What to work on: Rewrite the data below, replacing every "reflection" with "glare" and leaving everything else unchanged.

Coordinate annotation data
======
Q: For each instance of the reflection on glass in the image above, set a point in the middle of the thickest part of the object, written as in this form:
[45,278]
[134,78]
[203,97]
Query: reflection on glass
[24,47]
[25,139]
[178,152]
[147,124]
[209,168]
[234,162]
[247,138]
======
Problem solution:
Q: For each instance of the glare on glass in the image above, set a point in the middle of the thickest part of the object, written as in this form:
[45,278]
[134,78]
[203,97]
Query: glare on glass
[24,47]
[25,139]
[178,152]
[147,124]
[209,168]
[234,162]
[247,138]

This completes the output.